After the first issue of the McKinleyville Press came out, subscription checks trickled in. We had a dozen subscribers, then two dozen, then three dozen.

To save money, we hand delivered the newspapers to each subscriber. We drove all over town stuffing newspapers in mailboxes, tucking them under doormats or handing them directly to our readers. I had a lot of fun doing this. I got to know our readers on a personal level. I received feedback from them, and sometimes story tips. But as the subscription list grew, this delivery method became unmanageable. It was time to get acquainted with the U.S. Postal Service and the beauty of Second Class Postage.

After the first edition, more columnists joined the paper, including Kate Ramey, Thelma Hufford, Elizabeth Alves and Patti Fleschner.    The paper’s slogan was “Your Town, Your Newspaper.” The focus then, as it is now, was on local news.

There was no shortage of fodder for the news. The McKinleyville Citizens Advisory Committee was battling over the McKinleyville Community Plan – a process which continued for another four years.
The McKinleyville Community Services District had its own political battles along with a variety of projects underway, including a new library and ballfields.

The town was booming, and there was always something to write about. Commercial buildings were going up around town. New businesses were opening. People were growing dope and getting busted.  It seemed like almost every issue had a “scoop,” which was fairly easy since no other papers were really covering McKinleyville with much depth.

The weekly grind

In some ways, life back then for me resembled the movie “Groundhog Day,” in which a weatherman is doomed to relive the same day over and over again. Except in my case, instead of a day, it was a weekly cycle.     It was exhausting, but it was also fun and, at times, exhilarating.

★ ★ ★ ★

◆ COMPLETE THE FOLLOWING:
- A) Decide whether each statement agrees with the passage about the early McKinleyville Press: (i) the paper's slogan was "Your Town, Your Newspaper," (ii) the paper was mailed to subscribers from the first issue, and (iii) other papers covered McKinleyville in depth. Answer yes or no for each and quote the words from the passage that decide it.
- B) Pick up the passage about the early McKinleyville Press after its last sentence and continue it with a few paragraphs in the same first-person voice.
The rows are separate material and have no connection to the passage about the early McKinleyville Press.

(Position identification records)
★ ★ ★ ★

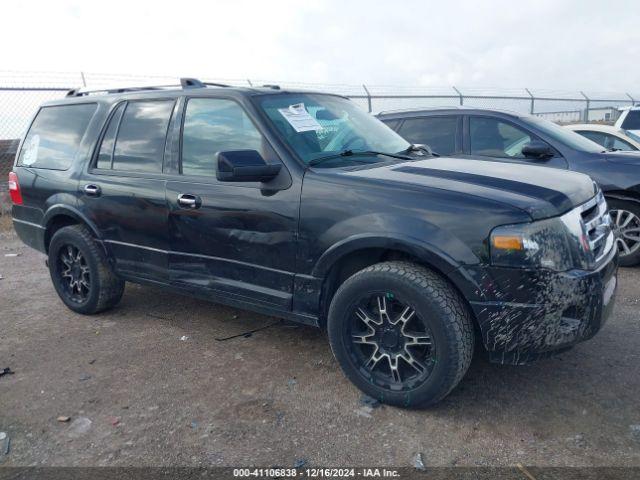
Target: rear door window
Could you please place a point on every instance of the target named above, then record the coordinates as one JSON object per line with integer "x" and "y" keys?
{"x": 141, "y": 136}
{"x": 55, "y": 135}
{"x": 440, "y": 133}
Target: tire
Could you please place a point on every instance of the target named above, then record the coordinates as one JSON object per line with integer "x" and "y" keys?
{"x": 81, "y": 273}
{"x": 626, "y": 224}
{"x": 438, "y": 334}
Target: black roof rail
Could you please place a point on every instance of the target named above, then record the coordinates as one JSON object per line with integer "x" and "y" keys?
{"x": 185, "y": 83}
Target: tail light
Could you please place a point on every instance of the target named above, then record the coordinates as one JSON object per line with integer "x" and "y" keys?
{"x": 14, "y": 189}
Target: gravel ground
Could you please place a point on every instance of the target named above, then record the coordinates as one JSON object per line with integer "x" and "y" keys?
{"x": 150, "y": 383}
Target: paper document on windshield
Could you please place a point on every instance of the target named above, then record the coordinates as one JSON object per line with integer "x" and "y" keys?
{"x": 299, "y": 118}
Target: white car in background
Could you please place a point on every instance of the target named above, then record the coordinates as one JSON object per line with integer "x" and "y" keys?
{"x": 610, "y": 137}
{"x": 629, "y": 119}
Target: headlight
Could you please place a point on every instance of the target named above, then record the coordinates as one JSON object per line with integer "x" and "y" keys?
{"x": 556, "y": 244}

★ ★ ★ ★

◆ EXPECTED OUTPUTS:
- A)
(i) Yes: "The paper’s slogan was “Your Town, Your Newspaper.”"
(ii) No: "To save money, we hand delivered the newspapers to each subscriber."
(iii) No: "no other papers were really covering McKinleyville with much depth."

- B)
Back then, the paper was printed Monday morning. After having stayed up half the night putting it together, I’d drive to Smith River, then drive back to the house. We put inserts in the paper by hand, and stuck mailing labels on all the subscriber copies. By late afternoon, the papers were hopefully delivered on time to the Arcata Post Office.

That evening I could rest until the next day, when it was time to deliver the papers to newspaper racks and retail locations. Then it was time to return phone calls, contact advertisers and work on articles and photos for the following week.

I covered meetings, which sometimes went on until 11:30 p.m.. That made for a long workday, I sold ads, made ads, wrote articles and took photos.
Preparations for the coming deadline began on Friday night. Columns needed to be typeset and articles written.

On Saturday, pages were cleaned and set up. On Saturday night, when it got dark enough, it was time to develop film, make prints and scan them in.

On Sunday, it was time to assemble pages and write any last-minute articles. If all went well, pages were corrected on the computer by 10 or 11 p.m. on Sunday. Then, they were tiled out on 8.5-by-11 inch sheets of paper, cut up, waxed and assembled.

By 2 a.m. or 3 a.m., the pages were done, and I could catch a little sleep before heading back to the printer in Smith River.

The process continued week after week. Some weeks I would work 70 hours, or more. Despite the long hours, I had fun, especially when I was a reporter. A reporter is, hands down, the best job to have at a newspaper. There’s nothing better than digging up a story, finding out all the details, and then scooping the competition.

Mad River Newspaper Guild

Nine weeks after the McKinleyville Press was born, my former Union coworker, Kevin Hoover, created The Arcata Eye.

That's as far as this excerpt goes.